(begin)
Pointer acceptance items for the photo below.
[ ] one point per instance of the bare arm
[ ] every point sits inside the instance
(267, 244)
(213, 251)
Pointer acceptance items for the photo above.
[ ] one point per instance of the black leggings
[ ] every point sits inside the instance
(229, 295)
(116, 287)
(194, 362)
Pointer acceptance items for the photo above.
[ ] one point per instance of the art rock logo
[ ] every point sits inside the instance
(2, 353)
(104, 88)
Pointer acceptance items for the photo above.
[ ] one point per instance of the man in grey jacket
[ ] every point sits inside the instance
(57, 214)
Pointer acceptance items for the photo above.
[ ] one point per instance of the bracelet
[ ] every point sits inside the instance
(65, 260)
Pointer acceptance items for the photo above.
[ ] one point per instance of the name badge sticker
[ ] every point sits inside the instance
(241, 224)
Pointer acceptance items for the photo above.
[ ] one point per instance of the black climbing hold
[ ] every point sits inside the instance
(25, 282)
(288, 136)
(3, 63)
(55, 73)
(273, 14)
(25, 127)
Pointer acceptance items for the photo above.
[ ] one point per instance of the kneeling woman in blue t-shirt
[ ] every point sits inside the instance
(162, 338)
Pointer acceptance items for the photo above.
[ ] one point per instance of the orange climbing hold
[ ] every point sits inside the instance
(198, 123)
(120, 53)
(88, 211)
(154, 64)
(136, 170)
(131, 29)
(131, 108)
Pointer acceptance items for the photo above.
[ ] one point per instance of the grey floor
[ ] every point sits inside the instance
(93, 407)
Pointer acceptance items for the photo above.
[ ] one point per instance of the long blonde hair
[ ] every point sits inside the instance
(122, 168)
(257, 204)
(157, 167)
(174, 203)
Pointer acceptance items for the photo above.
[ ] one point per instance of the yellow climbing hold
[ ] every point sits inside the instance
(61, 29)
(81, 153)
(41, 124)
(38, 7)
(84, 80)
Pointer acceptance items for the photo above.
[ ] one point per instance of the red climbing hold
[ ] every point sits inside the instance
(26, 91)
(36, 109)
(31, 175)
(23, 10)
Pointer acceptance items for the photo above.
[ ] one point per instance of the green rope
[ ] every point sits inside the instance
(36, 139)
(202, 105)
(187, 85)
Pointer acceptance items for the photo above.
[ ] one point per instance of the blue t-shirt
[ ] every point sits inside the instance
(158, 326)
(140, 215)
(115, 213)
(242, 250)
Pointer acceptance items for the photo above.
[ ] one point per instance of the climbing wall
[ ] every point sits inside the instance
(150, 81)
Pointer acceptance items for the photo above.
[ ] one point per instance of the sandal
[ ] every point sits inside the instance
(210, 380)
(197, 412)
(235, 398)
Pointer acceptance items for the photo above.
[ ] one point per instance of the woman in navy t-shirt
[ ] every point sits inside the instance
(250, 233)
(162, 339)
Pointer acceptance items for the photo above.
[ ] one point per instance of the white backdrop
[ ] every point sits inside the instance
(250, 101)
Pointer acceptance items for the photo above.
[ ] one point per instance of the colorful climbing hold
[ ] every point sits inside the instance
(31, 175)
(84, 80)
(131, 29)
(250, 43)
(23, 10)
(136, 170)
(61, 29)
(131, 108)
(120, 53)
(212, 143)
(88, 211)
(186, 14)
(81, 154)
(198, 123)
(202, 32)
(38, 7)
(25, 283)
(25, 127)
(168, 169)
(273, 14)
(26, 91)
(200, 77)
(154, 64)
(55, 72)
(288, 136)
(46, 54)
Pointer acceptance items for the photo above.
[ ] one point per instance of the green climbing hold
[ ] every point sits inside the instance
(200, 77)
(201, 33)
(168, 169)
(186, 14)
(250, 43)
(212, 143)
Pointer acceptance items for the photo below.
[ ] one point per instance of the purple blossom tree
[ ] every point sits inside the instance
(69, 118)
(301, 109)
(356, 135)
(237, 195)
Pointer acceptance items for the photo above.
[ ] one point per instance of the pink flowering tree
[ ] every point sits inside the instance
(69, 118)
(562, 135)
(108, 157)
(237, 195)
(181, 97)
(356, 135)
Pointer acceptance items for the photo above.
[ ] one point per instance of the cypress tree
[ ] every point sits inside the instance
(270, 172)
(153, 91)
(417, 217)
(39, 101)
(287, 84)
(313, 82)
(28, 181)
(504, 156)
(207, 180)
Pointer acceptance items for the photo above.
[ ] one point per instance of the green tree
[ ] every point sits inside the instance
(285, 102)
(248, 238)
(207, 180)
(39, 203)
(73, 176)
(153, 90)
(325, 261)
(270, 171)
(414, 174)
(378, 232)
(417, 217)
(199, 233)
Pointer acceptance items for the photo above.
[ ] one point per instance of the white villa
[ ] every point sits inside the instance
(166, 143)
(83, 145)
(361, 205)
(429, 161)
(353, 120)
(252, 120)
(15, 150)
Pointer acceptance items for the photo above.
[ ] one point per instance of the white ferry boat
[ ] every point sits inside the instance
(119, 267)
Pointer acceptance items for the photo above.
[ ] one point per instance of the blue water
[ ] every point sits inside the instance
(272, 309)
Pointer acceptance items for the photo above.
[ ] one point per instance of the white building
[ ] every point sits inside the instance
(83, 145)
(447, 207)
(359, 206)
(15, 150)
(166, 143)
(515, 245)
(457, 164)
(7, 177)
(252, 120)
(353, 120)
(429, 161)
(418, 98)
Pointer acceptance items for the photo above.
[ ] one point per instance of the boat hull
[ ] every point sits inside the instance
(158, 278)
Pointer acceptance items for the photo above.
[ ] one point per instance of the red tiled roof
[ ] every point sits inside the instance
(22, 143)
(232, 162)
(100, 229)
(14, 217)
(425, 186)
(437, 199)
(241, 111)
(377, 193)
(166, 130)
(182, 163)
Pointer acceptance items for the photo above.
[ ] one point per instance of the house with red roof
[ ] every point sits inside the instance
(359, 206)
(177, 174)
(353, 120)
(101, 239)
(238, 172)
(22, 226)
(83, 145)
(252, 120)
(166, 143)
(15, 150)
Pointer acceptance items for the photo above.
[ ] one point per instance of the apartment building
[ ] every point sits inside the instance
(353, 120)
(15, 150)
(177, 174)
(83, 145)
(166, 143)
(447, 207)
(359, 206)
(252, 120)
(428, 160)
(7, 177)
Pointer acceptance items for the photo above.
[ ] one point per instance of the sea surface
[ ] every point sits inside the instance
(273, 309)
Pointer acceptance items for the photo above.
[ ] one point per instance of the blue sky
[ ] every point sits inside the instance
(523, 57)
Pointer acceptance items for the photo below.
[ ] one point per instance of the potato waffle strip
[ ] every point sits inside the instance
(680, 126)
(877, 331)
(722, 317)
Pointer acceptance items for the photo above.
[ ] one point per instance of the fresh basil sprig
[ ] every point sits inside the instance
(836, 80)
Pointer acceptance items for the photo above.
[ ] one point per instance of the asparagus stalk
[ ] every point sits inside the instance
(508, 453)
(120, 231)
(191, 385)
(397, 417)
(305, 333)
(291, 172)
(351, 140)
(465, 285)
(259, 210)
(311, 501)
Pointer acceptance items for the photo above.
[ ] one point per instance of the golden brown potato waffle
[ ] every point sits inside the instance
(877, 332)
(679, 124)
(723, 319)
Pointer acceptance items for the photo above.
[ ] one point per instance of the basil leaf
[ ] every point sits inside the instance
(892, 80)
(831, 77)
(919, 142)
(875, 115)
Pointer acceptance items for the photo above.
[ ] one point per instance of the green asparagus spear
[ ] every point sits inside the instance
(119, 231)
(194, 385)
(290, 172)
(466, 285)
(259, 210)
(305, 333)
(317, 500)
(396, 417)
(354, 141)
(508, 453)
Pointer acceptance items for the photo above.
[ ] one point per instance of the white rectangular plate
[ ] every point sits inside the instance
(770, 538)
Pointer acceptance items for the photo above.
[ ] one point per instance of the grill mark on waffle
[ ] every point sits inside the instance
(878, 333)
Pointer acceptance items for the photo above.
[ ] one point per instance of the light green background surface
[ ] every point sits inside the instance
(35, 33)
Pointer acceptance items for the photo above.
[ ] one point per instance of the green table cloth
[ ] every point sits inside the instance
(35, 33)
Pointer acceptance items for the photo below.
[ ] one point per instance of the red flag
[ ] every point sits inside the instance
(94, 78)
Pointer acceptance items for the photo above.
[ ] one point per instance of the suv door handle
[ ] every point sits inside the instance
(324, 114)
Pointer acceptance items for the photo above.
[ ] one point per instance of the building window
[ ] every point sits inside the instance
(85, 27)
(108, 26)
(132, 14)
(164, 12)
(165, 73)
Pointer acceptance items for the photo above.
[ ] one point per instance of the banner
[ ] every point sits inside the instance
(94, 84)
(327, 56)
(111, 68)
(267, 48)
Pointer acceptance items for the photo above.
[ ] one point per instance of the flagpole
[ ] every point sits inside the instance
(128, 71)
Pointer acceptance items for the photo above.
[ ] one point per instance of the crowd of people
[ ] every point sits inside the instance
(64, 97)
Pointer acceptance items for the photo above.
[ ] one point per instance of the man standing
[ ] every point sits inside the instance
(end)
**What the task asks**
How many lines of the listing above contain the string "asparagus"? Reply with the number alone.

**Result**
2